◆ **Short task**:
Pull out every line below that contains the word "each", and copy those lines in full.

◆ **Task material**:
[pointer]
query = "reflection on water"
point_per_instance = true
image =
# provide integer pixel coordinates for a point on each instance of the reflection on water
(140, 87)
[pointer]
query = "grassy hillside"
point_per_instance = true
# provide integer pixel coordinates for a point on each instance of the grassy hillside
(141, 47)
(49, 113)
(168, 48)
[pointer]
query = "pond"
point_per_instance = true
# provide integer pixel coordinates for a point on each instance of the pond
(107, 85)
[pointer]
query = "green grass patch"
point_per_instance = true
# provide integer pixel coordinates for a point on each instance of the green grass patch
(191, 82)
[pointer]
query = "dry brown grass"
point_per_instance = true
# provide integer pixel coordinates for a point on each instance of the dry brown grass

...

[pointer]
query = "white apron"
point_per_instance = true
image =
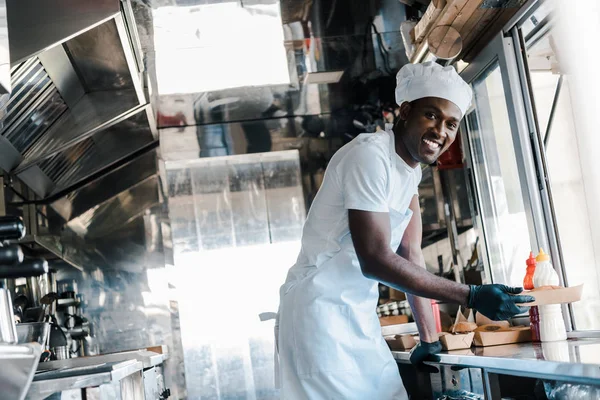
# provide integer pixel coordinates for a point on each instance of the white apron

◆ **Exercise result**:
# provide integer pixel coordinates for a point on each instance of the reflection on water
# provide integer pixel coordinates for a point on each instance of the grassy hillside
# provide integer pixel coordinates for a point on each instance of the pond
# provide integer pixel coordinates for a point on each instance of the green grass patch
# provide integer pixel coordinates for a point on each instance of the dry brown grass
# provide integer pixel coordinates for a point on each instance of the white apron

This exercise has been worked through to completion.